# TEXT SECTION:
"""
“Active Beige” Exhibition

Foley Gallery

poster for “Active Beige” Exhibition
[Image: Adam Henry "Untitled (Aw4csP)" (2017) Synthetic Polymers on Linen and Wood 19h x 16w in.]

This event has ended.

Curated by Lauren Seiden

I want to be excited about art again…

Sometimes the works that are never seen, are the ones closest to the maker. These objects are vulnerable and human, often less marketable, and speak to something that is more experiential. These objects ask the question; where and how is curiosity ignited?

Foley Gallery present Active Beige, a group exhibition curated by Lauren Seiden, featuring work by Abdolreza Aminlari, Adam Henry, Kenny Curwood, Kristen Jensen and Suzanne Song.

Every single piece Seiden selected/included in this show are works that are underexposed and have not yet been exhibited. Each piece operates as pure manifestations of the artist’s abstract mind, their practice, complexities, struggles and triumphs within the studio. The works of Active Beige pursue a collective challenge to the current functionality of the gallery space. Pushing past the distributed network awaiting the show documentation online, this exhibition encourages a pause. In exchange for immediacy and dissemination, the works request deliberation and dialog as they bridge the flattened space between the studio and the gallery wall.

In an age where so much of our visual culture tells us what to think and do, it is refreshing to experience art that makes manipulation the subject and asks us to rethink our positions.
Each artist’s contribution to the show challenges us to leave behind preconceived notions of space and rethink the connection of mind to environment. These works have their own pace, they reveal themselves over time and in increments. Art sets the stage for such an experience, inviting us to develop our vision and expand our perception. Active Beige is an opportunity to re-calibrate artists and viewers conception of time and attention while fostering a more intimate relationship with the viewer. In doing so, the exhibition opens up the potential for all parties to reconnect and rethink our positions in and to the world.
"""
# LISTING:
"""
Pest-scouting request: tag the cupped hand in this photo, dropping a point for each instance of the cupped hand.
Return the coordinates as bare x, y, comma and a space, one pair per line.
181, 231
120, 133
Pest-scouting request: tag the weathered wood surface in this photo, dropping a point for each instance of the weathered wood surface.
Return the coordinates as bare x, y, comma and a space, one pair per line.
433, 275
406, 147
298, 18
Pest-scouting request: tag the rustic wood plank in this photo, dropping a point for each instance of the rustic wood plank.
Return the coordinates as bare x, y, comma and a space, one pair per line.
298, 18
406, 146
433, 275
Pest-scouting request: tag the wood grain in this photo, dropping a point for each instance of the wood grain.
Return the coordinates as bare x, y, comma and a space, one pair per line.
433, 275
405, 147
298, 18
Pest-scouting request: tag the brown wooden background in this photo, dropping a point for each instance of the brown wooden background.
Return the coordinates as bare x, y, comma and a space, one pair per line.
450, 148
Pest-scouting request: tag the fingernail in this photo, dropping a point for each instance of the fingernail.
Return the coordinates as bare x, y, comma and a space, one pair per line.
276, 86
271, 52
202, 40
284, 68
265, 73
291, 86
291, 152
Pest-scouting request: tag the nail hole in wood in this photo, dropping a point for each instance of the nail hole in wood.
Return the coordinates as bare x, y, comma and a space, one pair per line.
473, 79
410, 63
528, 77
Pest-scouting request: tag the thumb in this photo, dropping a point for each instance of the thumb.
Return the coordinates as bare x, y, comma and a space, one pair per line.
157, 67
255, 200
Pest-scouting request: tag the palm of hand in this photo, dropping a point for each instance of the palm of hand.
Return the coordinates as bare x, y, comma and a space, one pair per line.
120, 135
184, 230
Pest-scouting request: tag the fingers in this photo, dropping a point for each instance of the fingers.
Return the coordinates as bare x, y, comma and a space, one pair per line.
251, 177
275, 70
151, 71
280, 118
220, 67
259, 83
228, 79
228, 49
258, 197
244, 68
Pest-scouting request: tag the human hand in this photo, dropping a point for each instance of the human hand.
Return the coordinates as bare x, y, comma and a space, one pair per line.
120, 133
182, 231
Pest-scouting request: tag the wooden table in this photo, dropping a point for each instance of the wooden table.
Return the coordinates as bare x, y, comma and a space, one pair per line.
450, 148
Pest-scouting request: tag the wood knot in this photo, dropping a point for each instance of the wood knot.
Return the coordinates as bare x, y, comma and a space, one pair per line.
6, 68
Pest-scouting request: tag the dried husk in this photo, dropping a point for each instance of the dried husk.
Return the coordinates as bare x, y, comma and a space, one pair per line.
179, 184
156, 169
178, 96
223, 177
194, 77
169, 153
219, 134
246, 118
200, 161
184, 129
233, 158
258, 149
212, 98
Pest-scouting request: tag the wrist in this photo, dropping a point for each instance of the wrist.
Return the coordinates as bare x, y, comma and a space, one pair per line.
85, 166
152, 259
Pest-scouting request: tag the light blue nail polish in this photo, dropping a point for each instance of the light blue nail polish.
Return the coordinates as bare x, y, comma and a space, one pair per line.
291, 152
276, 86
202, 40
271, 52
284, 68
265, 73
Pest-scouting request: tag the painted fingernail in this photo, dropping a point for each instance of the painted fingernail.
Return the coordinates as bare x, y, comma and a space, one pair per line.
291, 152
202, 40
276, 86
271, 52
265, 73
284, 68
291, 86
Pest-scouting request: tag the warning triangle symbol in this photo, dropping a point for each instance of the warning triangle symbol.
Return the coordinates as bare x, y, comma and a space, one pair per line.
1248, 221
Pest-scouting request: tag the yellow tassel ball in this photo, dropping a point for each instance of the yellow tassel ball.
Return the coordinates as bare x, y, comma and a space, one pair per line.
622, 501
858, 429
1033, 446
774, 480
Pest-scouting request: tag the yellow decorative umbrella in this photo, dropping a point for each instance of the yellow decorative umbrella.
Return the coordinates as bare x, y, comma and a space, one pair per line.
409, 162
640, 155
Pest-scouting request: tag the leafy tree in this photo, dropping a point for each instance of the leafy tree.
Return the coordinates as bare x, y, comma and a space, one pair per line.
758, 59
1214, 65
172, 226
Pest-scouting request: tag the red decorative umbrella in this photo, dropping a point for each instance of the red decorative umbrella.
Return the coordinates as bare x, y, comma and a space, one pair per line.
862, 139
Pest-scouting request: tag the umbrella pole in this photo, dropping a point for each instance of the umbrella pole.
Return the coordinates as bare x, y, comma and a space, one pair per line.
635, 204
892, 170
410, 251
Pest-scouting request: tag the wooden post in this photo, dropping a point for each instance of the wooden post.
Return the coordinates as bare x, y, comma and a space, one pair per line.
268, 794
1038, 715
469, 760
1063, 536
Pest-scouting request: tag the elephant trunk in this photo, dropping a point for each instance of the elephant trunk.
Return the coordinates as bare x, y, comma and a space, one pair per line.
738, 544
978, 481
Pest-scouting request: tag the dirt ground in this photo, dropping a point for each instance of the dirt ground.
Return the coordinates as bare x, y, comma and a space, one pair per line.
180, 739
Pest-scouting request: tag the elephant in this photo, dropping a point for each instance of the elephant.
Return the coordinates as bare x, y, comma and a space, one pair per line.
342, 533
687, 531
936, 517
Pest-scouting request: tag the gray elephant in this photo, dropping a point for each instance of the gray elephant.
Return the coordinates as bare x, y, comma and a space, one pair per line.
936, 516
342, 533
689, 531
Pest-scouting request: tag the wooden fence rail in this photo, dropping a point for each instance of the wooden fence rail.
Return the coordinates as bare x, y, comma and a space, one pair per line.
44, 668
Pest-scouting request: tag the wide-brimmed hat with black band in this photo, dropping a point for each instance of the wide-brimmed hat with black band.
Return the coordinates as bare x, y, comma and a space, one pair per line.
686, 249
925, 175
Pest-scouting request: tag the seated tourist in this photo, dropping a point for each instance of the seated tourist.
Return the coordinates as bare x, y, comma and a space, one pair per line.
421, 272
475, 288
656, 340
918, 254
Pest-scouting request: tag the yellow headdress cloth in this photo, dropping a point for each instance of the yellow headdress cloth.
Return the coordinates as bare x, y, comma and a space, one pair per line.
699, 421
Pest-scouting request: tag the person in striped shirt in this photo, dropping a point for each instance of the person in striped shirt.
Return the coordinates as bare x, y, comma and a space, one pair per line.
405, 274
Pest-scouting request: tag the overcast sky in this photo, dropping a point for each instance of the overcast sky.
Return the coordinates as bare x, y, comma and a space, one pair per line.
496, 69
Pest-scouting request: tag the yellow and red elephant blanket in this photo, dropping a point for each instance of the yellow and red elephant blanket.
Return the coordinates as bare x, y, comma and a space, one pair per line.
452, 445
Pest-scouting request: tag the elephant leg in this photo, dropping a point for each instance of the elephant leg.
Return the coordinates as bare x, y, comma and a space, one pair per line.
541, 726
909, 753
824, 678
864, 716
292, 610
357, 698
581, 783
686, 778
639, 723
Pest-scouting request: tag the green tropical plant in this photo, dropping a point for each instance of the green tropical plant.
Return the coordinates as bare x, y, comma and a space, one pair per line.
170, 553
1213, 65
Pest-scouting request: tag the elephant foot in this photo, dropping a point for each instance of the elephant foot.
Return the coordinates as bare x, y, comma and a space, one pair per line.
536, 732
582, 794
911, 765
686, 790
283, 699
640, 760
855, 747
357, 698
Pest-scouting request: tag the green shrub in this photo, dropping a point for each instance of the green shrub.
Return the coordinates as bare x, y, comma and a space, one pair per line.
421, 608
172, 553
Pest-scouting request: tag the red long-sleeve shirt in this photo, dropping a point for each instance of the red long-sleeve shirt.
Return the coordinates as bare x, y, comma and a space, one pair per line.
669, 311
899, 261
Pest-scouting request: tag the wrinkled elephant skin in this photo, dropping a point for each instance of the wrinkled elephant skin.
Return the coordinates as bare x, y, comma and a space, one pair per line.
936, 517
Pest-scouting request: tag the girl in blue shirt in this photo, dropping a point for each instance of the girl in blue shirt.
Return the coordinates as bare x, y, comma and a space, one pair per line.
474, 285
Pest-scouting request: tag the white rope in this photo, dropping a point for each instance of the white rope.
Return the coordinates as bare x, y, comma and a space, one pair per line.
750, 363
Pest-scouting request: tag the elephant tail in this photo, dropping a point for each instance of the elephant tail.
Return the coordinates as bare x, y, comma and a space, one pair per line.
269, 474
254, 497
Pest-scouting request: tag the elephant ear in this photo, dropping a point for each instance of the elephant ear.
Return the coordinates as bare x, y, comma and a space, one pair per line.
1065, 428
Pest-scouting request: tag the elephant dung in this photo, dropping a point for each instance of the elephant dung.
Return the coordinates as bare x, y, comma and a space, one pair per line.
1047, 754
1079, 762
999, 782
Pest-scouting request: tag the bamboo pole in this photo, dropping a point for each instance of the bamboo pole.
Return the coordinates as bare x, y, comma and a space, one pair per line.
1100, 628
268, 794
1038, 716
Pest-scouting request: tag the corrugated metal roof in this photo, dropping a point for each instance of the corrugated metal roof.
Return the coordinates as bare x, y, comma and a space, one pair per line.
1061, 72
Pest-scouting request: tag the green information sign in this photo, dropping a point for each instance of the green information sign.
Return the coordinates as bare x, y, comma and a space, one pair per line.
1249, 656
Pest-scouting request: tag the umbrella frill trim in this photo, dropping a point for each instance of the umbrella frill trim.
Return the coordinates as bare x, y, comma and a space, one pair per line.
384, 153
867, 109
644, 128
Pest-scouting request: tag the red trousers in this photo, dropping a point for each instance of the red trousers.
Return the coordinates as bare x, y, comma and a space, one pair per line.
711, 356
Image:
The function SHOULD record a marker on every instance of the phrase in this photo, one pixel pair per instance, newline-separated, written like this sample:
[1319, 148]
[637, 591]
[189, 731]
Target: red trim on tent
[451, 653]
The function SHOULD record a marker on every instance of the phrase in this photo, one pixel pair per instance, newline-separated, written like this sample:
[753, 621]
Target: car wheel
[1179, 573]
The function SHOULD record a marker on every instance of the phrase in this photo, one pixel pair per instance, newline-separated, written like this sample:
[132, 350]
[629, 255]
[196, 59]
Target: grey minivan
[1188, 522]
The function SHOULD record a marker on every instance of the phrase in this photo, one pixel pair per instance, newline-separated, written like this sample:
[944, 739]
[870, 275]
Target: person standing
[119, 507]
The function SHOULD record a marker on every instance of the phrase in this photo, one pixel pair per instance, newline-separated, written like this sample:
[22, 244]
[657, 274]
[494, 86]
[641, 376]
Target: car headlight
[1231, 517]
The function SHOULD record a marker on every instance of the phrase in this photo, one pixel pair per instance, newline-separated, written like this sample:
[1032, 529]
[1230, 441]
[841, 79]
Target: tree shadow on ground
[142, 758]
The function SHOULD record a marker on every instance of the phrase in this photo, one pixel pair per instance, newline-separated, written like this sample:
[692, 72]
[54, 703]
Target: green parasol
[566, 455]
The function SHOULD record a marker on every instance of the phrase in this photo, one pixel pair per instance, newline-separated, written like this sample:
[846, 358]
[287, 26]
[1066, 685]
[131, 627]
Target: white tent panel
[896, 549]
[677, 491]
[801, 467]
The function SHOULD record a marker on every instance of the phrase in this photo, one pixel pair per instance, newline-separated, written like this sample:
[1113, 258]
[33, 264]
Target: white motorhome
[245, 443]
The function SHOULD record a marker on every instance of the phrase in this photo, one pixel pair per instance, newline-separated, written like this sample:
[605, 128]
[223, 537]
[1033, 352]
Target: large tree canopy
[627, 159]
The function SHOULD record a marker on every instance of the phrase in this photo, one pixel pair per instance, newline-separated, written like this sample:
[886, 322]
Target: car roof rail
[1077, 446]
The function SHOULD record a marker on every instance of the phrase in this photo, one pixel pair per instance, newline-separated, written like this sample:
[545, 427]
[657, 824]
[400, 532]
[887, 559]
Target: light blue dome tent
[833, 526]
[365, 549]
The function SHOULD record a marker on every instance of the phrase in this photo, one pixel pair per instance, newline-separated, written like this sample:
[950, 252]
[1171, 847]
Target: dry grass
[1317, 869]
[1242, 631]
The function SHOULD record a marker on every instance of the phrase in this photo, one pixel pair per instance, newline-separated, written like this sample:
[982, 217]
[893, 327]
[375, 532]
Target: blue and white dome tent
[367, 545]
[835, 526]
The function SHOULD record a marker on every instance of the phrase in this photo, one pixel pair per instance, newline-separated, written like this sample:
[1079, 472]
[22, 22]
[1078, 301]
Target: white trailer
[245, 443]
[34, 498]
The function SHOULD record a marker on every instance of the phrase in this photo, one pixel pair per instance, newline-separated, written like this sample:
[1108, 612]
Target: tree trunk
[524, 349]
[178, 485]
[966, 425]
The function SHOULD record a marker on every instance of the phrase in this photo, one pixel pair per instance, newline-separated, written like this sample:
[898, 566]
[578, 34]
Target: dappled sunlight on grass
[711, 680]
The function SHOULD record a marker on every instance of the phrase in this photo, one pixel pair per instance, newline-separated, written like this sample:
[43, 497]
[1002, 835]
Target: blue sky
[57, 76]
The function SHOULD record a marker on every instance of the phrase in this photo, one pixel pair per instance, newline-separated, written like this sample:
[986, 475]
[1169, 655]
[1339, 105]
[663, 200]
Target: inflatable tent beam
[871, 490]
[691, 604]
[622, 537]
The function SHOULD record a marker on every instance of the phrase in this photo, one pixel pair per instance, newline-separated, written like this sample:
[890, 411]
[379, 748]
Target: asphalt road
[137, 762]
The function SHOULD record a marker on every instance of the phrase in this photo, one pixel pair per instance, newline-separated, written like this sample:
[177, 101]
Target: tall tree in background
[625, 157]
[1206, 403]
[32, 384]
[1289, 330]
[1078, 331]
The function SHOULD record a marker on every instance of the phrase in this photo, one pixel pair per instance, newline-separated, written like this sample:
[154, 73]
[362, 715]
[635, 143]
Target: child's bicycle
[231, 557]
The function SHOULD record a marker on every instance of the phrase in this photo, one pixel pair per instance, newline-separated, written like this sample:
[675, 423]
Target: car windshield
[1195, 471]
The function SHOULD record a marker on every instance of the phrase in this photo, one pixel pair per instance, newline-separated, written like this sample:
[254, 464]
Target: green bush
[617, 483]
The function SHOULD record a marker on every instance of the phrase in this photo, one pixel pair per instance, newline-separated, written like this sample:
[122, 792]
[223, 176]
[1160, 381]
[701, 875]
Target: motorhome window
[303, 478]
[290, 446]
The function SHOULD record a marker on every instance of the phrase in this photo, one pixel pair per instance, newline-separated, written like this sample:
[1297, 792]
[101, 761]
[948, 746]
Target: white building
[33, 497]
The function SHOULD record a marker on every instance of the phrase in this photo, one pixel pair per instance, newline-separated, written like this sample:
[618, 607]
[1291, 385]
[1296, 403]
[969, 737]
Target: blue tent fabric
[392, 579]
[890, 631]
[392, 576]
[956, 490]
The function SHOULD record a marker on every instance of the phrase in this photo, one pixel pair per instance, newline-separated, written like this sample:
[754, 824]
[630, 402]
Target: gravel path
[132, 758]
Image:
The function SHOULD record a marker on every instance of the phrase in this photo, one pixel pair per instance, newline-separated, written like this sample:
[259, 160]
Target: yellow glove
"""
# SHORT TASK:
Answer these from the Active Beige exhibition page:
(a) Which gallery presents the exhibition?
(b) What medium and size are listed for Adam Henry's "Untitled (Aw4csP)"?
(c) In exchange for immediacy and dissemination, what do the works request?

# THE REPLY:
(a) Foley Gallery
(b) Synthetic polymers on linen and wood, 19 in. high by 16 in. wide
(c) Deliberation and dialog